Below, reproduce the lines from the one with "Where can you see the stack of books" to the one with "column 61, row 211", both included, exactly as they appear.

━━ STORED DATA ━━

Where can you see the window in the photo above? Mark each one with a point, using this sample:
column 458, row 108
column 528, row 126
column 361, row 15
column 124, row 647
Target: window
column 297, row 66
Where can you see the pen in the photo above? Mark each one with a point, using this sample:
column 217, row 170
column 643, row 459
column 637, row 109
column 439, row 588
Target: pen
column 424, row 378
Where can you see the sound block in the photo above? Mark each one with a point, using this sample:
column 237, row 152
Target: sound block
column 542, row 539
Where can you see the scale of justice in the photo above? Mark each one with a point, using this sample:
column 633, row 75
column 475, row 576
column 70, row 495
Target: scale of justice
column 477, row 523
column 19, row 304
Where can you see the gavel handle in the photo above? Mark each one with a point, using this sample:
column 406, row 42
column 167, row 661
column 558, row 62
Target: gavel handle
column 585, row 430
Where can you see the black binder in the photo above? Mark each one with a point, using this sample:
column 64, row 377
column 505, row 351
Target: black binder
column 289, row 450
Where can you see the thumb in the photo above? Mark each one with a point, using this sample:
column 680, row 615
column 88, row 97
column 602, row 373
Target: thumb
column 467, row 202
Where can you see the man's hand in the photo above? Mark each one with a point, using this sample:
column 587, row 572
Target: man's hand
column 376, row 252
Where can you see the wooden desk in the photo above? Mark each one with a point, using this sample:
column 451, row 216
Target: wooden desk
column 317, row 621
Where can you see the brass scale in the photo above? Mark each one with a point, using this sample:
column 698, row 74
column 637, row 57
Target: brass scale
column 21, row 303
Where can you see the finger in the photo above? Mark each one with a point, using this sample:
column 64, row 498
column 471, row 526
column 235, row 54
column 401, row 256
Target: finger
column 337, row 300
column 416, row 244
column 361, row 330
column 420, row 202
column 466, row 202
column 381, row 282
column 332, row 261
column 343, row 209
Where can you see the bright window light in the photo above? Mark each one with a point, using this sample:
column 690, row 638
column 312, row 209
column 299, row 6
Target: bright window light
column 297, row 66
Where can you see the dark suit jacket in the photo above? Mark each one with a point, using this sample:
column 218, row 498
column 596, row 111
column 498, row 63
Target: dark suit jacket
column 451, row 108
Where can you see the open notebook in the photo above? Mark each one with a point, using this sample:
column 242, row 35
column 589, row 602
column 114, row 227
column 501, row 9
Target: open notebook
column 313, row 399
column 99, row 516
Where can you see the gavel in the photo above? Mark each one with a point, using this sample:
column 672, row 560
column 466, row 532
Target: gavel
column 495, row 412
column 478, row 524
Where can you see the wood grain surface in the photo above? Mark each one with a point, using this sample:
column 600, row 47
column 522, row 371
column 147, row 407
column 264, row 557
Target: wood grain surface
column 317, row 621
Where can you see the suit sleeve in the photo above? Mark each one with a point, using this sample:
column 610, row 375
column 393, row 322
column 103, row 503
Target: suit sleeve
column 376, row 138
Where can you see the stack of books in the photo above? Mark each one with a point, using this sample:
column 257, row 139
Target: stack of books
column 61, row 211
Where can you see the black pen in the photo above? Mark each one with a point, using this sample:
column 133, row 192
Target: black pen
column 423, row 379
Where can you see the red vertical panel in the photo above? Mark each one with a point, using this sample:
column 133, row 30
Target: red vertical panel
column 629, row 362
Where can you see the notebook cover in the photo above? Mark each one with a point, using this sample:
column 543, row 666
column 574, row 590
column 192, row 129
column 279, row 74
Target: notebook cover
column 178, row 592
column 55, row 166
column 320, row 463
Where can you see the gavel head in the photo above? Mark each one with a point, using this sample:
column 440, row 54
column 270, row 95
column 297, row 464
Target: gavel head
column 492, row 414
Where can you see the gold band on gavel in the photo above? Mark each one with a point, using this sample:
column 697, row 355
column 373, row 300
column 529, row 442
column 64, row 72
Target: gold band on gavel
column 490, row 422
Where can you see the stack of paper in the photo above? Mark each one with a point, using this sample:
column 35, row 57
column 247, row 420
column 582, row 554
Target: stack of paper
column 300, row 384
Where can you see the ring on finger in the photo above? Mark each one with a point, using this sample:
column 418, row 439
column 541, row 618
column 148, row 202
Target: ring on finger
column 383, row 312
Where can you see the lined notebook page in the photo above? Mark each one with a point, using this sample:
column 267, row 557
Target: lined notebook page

━━━

REPLY TO THE EXERCISE
Where can you see the stack of books in the photo above? Mark each one with a point, using this sample:
column 257, row 139
Target: stack of books
column 61, row 211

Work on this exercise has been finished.